__INFORMATION GIVEN__
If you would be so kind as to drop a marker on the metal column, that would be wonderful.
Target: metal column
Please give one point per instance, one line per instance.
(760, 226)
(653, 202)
==
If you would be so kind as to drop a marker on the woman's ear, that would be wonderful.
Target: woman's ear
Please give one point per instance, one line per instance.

__WHAT TO WORK ON__
Which lines in the material above contain the word "wonderful"? Pull out each of those lines and copy it in full.

__SOLUTION FOR THIS EXERCISE__
If you would be so kind as to drop a marker on the metal column, that would be wonderful.
If you would be so kind as to drop a marker on the woman's ear, that would be wonderful.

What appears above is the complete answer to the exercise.